• GIVEN ENTRIES:
◇ ◇ ◇ ◇
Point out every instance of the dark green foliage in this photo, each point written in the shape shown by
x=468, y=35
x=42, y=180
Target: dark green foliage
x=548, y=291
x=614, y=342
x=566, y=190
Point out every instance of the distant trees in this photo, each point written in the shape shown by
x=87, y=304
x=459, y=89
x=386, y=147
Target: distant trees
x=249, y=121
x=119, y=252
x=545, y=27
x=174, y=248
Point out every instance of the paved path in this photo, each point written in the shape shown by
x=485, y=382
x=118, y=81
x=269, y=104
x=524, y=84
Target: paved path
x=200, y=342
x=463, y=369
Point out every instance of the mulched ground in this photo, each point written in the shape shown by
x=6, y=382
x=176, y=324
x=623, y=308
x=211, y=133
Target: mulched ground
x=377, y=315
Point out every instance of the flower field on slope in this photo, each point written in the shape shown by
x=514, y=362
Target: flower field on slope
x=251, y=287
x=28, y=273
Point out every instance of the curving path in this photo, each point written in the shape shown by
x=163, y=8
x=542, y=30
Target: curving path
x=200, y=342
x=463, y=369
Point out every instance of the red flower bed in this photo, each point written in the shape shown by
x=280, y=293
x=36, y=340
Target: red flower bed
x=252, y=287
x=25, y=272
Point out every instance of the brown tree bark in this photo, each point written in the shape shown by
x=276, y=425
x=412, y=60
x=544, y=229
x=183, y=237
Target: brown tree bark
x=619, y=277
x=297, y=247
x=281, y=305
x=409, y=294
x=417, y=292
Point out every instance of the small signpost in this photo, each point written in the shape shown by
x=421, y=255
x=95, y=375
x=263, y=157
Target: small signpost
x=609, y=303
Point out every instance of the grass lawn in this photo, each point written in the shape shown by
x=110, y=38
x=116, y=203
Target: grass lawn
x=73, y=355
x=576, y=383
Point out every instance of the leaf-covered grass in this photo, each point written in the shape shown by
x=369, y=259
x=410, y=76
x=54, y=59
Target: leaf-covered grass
◇ ◇ ◇ ◇
• TASK DESCRIPTION: Gather up every line in the data above that contains the word "shown", copying each one.

• EXERCISE RESPONSE:
Point out every instance of the dark green foliage in this photo, each point written in the shape shown by
Point out every instance of the distant trees in this photo, each point written in the shape shown by
Point out every instance of the paved path in this photo, each point written in the shape shown by
Point out every instance of the mulched ground in this photo, each point written in the shape shown by
Point out every instance of the flower field on slope in this photo, each point written in the shape shown by
Point out every instance of the curving path in this photo, each point written in the shape shown by
Point out every instance of the red flower bed in this photo, each point written in the shape shown by
Point out every instance of the brown tree bark in this photo, each point written in the shape shown by
Point out every instance of the small signpost in this photo, each point written in the shape shown by
Point out every instance of the grass lawn in this photo, each point written in the shape shown by
Point out every instance of the leaf-covered grass in this photo, each point written in the shape shown by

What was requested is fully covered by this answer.